----- Provided data

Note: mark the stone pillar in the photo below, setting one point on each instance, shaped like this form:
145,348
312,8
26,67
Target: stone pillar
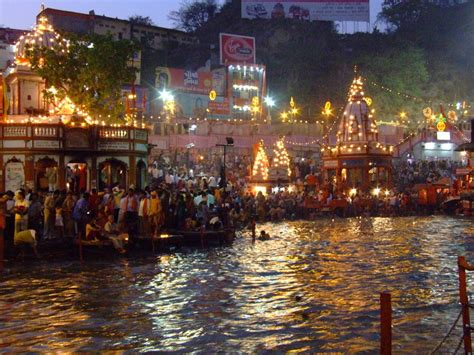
2,174
132,171
61,172
30,172
94,180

----------

▶ [Description of the task]: Can you quote all of the data above word for word, omitting the pictures?

▶ [The completed task]:
Note: mark the stone pillar in the photo below, setting one point on each instance, shaped like this form:
145,348
312,8
26,67
Target: stone pillar
2,174
132,171
61,172
30,172
94,180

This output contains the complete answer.